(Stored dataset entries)

__________

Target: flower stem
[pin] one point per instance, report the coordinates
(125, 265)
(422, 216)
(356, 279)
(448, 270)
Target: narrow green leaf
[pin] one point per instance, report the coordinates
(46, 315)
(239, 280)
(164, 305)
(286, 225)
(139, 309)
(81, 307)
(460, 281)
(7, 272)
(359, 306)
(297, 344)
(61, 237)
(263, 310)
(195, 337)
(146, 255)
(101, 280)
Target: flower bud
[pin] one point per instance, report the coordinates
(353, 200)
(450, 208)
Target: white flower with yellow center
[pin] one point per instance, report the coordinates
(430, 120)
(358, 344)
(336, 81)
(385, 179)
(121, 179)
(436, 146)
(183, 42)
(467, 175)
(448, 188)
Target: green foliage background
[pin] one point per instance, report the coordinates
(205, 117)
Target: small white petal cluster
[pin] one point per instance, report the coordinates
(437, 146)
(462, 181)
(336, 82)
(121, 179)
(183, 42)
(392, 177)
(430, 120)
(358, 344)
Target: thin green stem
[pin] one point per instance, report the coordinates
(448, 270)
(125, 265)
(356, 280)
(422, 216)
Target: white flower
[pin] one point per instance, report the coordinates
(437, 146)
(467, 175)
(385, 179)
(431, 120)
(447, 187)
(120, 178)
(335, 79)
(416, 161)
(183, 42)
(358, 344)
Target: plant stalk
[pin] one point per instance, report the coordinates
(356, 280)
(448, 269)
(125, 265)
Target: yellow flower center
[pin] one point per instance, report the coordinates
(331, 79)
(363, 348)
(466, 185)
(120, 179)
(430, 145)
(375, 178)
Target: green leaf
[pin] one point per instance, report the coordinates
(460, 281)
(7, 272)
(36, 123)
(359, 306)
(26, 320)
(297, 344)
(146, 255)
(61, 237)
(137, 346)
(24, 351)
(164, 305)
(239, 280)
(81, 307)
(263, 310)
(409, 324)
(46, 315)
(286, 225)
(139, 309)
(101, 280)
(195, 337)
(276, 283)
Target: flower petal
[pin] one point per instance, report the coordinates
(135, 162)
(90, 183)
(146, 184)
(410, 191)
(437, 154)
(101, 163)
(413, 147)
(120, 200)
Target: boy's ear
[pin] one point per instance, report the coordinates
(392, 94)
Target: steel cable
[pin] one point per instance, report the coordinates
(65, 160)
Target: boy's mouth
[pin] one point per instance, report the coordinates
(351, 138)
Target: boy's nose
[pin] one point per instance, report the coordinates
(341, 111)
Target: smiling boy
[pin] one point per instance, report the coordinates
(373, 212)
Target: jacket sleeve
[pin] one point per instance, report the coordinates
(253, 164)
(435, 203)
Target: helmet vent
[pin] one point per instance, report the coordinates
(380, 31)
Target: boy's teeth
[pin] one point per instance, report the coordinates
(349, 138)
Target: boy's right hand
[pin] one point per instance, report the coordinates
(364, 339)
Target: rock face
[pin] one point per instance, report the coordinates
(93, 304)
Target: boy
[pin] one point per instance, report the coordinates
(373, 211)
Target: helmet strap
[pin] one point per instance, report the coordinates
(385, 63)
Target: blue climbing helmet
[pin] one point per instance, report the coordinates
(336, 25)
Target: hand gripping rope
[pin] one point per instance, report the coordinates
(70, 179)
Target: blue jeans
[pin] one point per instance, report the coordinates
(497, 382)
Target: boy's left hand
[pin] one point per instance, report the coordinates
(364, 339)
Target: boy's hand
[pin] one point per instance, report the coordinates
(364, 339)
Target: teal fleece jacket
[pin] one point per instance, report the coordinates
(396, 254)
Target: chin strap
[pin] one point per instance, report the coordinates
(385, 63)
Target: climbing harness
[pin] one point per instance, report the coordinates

__________

Update the entries above by replacing "report the coordinates" with "give the coordinates" wherever it occurs. Keep everything else the same.

Target: flower stem
[pin] one point per instance, give the coordinates
(125, 265)
(422, 216)
(356, 279)
(448, 270)
Target: narrow green leaf
[pin] one point per instance, give the coordinates
(46, 315)
(239, 280)
(164, 305)
(286, 225)
(139, 309)
(81, 307)
(460, 281)
(7, 272)
(359, 306)
(297, 344)
(61, 237)
(263, 310)
(195, 337)
(146, 255)
(101, 280)
Target: flower bud
[pin] one point per instance, give the coordinates
(353, 200)
(450, 208)
Target: white flower with yellow center
[pin] one point per instance, give the coordinates
(430, 120)
(358, 344)
(336, 81)
(385, 179)
(121, 179)
(436, 146)
(183, 42)
(467, 175)
(448, 188)
Target: green foliage background
[pin] one point per instance, give the coordinates
(205, 117)
Target: small white petal cluster
[pin] one point per instance, give the coordinates
(437, 146)
(462, 181)
(336, 82)
(121, 179)
(183, 42)
(392, 177)
(430, 120)
(358, 344)
Target: thin green stem
[pin] one point per instance, give the coordinates
(448, 270)
(125, 265)
(356, 280)
(422, 216)
Target: white flower
[pin] one point per instance, give the coordinates
(437, 146)
(467, 175)
(385, 179)
(431, 120)
(447, 187)
(120, 178)
(335, 79)
(416, 161)
(183, 42)
(358, 344)
Target: plant stalk
[pin] one point per instance, give the coordinates
(356, 280)
(448, 269)
(125, 265)
Target: yellow flower center
[pin] one point per instance, give the coordinates
(331, 79)
(363, 348)
(466, 185)
(120, 179)
(430, 145)
(375, 178)
Target: green leaf
[pin] one point per instance, give the coordinates
(460, 281)
(7, 272)
(36, 123)
(359, 306)
(26, 320)
(297, 344)
(146, 255)
(61, 237)
(137, 346)
(24, 351)
(164, 305)
(239, 280)
(81, 307)
(263, 310)
(409, 324)
(46, 315)
(286, 225)
(139, 309)
(101, 280)
(195, 337)
(276, 283)
Target: flower petal
[pin] one point per instance, give the coordinates
(135, 162)
(90, 183)
(146, 184)
(410, 191)
(437, 154)
(101, 163)
(413, 147)
(120, 200)
Target: boy's ear
[pin] one point per instance, give the coordinates
(392, 94)
Target: steel cable
[pin] one point per instance, give the coordinates
(65, 160)
Target: boy's mouth
[pin] one point per instance, give the coordinates
(351, 138)
Target: boy's nose
[pin] one point per instance, give the coordinates
(341, 111)
Target: smiling boy
[pin] one point per instance, give the coordinates
(373, 212)
Target: jacket sleeve
[pin] one point per instance, give the coordinates
(253, 164)
(435, 203)
Target: helmet vent
[pin] one point per instance, give the coordinates
(380, 31)
Target: boy's teeth
[pin] one point per instance, give the coordinates
(349, 138)
Target: boy's right hand
[pin] one point per instance, give the coordinates
(364, 339)
Target: rock face
[pin] one point per instance, give the coordinates
(93, 304)
Target: boy
[pin] one point per instance, give the coordinates
(373, 211)
Target: helmet strap
[pin] one point per instance, give the coordinates
(385, 63)
Target: blue climbing helmet
[pin] one point per instance, give the coordinates
(336, 25)
Target: hand gripping rope
[pin] one point per instance, give the coordinates
(70, 179)
Target: blue jeans
[pin] one point per instance, give the coordinates
(497, 382)
Target: boy's left hand
[pin] one point per instance, give the coordinates
(364, 339)
Target: boy's hand
[pin] one point per instance, give the coordinates
(364, 339)
Target: teal fleece jacket
[pin] one point per instance, give the coordinates
(396, 254)
Target: chin strap
[pin] one point per instance, give the coordinates
(385, 63)
Target: climbing harness
[pin] one point per instance, give the coordinates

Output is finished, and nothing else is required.